### Passage provided
━━━

"Alas poor Yorick, I knew him…"
There are days of reflection, where the past looks crystal
clear and the future dull and pasty. Is it my bias that reigns in these events?
Is it the longing for the days gone by, when things were simpler? Is it?
Perhaps!
But perhaps it is more than that. Maybe there is a locked
door to the past that opens up when the door that you see in front seems
barricaded. Maybe the longing for the past is a simultaneous event, when faced
with adversity that forges a benign memory of the days gone by.
Yet people say that when adversity aligns in the stars there
are opportunities. My question is for whom?
And there is where we lay our scene…
I met a former fellow physician the other day. We talked
about life. You know the kind of things physicians talk about. “I had this
horrendous aortic aneurysm, the other day…” And so the stories went. One after
another the cautionary tale of the human frailty laid itself bare.
Somewhere in that conversation his demeanor changed. “In the
good old days, we worked hard and we had something to show for it; patient’s
gratitude, a reasonable compensation for the surgery performed and a few winks
of sleep and an hour or two with the family,” He shrugged his head, “but now it
is expected without any gratitude, minimal compensation after weeks of haggling
with the insurers, and fewer winks and almost total isolation from the family
due to lack of hours in a day.”
There was a pregnant pause, pregnant with thought and
frustration. I looked at him and unable to contain the urge, he went on to
reveal his inner fear, “I don’t know that I can do it much longer.”
“You are a good surgeon,” I looked at him in all sincerity,
“your work is needed in the community.”
“No there is no loyalty anymore. If I leave tomorrow others
are there to fill in, in my shoes.” He looked at his hands clutched tight on
the table between us. “We put everything into a patient, our thoughts, our
fears, our desires, our years of knowledge and experience before and during our
management of their disease and all we get is, ‘how bad doctors are.’ We are
maligned for doing too many tests, we are castigated for earning too much,
which by the way is a fantasy created by the media. I barely made $150,000 last
year after working 70-hour weeks. Besides the medical malpractice risks, the
onerous regulatory compliance and the daily drumbeat of new demands placed on
me, what’s the point?”
Ah the slings and arrows...
What is the point I thought? He was right in his thinking.
How had we come to this?
“And to think I paid $35,000 for the new EMR system in the
office and Medicare denied me the promised reimbursements because of lack of
“meaningful use.” I spoke with other docs and they told me they had to hire a
Medicare certified company, another middle man earning big bucks, to send in
their papers. All the dots had to be in the right boxes, otherwise the computer
spits them out.”

━━━

### Entries shown
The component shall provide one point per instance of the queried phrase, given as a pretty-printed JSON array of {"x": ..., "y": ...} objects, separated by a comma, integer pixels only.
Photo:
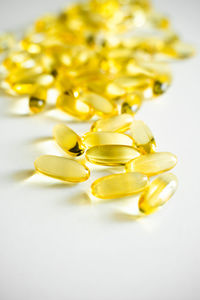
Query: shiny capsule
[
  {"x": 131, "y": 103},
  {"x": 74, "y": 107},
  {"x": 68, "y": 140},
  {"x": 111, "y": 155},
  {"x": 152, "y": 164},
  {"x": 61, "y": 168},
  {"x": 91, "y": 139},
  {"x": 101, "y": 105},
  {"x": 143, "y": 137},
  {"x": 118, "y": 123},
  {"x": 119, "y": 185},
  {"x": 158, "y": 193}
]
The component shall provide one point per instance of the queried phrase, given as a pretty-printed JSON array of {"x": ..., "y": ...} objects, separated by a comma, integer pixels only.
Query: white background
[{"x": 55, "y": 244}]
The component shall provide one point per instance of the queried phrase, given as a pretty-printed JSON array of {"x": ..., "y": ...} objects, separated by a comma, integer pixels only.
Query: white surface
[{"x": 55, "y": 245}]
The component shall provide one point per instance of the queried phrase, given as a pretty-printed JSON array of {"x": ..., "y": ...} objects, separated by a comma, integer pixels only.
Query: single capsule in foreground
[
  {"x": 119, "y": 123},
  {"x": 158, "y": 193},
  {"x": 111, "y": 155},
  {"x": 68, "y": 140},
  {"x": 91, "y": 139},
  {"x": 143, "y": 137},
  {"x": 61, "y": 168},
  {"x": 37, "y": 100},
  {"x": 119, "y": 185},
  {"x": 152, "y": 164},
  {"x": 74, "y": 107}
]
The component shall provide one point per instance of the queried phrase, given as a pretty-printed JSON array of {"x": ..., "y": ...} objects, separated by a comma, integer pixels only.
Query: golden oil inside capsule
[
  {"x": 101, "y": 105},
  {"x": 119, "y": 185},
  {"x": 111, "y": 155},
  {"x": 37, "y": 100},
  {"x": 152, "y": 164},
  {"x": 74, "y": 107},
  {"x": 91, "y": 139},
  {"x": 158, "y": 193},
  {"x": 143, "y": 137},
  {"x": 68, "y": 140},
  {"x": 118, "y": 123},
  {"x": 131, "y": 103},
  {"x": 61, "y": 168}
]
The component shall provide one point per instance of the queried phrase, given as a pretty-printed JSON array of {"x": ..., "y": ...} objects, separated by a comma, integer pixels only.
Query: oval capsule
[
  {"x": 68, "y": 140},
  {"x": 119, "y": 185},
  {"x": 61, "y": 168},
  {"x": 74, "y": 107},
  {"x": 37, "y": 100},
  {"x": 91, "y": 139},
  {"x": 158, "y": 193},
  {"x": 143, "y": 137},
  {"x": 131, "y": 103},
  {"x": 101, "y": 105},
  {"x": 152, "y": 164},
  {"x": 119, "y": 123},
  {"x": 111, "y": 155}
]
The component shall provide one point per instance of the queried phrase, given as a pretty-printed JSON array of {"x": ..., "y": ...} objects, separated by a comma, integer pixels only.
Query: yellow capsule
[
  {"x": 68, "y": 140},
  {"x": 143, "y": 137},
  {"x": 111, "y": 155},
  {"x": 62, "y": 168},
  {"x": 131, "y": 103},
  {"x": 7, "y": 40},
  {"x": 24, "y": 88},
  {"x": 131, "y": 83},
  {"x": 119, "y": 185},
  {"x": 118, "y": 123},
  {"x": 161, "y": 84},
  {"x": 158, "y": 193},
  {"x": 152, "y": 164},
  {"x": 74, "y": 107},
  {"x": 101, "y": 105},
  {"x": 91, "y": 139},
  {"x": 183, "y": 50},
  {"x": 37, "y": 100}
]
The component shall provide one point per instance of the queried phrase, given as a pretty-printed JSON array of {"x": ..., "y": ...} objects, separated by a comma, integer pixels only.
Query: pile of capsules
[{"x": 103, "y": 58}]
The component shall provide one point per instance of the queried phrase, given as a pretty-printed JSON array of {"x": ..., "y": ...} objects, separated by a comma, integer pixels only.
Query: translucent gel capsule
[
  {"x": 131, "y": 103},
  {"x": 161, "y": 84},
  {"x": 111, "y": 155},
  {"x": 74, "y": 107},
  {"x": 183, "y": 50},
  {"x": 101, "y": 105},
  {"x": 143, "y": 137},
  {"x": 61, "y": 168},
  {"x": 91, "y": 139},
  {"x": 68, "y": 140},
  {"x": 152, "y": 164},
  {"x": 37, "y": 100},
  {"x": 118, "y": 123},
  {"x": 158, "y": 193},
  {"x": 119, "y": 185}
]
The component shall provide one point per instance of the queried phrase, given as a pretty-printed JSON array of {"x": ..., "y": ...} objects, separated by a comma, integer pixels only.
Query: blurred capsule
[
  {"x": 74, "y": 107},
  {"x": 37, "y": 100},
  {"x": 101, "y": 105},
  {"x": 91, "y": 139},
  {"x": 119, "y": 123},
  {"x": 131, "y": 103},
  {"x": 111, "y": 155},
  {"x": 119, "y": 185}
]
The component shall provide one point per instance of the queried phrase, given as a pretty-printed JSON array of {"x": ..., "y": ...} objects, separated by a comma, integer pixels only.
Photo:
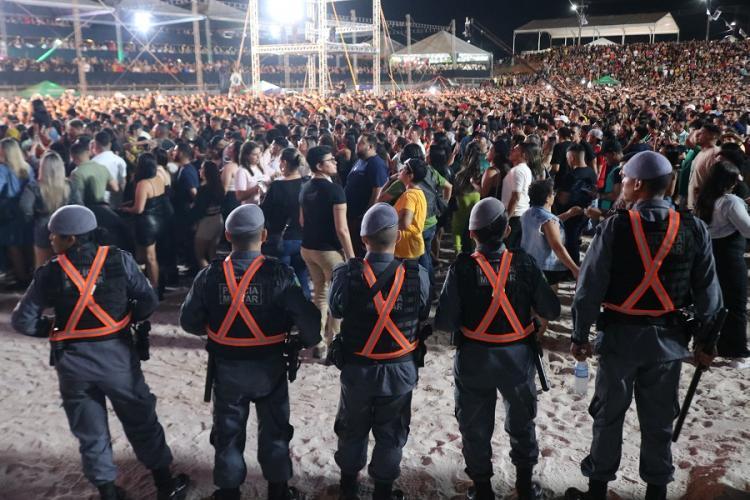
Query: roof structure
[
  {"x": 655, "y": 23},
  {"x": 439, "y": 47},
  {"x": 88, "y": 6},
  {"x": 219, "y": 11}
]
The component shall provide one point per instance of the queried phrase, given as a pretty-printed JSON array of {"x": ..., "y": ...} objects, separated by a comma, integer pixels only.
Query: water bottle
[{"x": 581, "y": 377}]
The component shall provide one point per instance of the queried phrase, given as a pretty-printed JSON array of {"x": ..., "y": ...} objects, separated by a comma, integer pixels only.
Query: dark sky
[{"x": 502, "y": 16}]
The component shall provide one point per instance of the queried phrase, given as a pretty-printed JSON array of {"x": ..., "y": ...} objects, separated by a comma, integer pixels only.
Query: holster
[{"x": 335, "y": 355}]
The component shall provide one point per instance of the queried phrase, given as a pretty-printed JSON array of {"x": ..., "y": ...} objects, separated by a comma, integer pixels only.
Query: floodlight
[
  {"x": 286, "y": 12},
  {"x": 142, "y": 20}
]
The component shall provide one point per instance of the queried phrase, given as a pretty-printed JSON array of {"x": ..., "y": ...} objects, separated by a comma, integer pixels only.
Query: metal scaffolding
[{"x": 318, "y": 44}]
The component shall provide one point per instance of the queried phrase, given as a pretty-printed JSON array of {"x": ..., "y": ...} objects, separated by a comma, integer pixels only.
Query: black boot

━━━

### Assignment 1
In the essay about the conversation with a former fellow physician, how much did the surgeon pay for the new EMR system in his office?
### Assignment 2
Continue the essay about the conversation with a former fellow physician, starting after its last sentence.

### Your response 1
He paid $35,000.

### Your response 2
There was nothing more to say. I looked at my hands and hey
too were clutched with the knuckles all white. A thought came to me…
“Why don’t you join or create an ACO?”
“I looked into that. That is another clever way to cut into
physician reimbursement. The ACOs contract for a capitated fee and over time
the insurers will pit one ACO against another to reduce payments.” He thought
for a moment and then said, “Wouldn’t that make it so convenient for the
insurers? One swipe and an x-amount of doctors, or providers as they call us,
will be knocked down in reimbursement. More profits for their shareholders.”
The revulsion in his face was obvious. “What a concept?”
“But in the meantime, you will have saved yourself a lot of
headaches.” I replied.
“Not sure, that I will.” It will be another hamster wheel!”
“I don’t…don’t know what to say.” I stammered.
He looked up and a spark came into his eyes. “Maybe I can go
back to fee for service, like in the old days.”
Yes Maybe…
As Hamlet looks at Yorick’s skull and contemplates those
glory days spent, with his father’s court jester, when life was full of promise
and compares it to now, where he sees the same world through a different lens,
colored by the whips and scorns of experience. The world has lost its
enchantment. As in all wonderful notions of implied easement of human
sufferings, eventually the creators of such phantoms of false mirth reach the
same wanton act of chivalry, as when their skulls that had a tongue in them once, are nothing more than a means
to block a gaping hole to steel against the raw winds of time.
There is a blank anonymity in death!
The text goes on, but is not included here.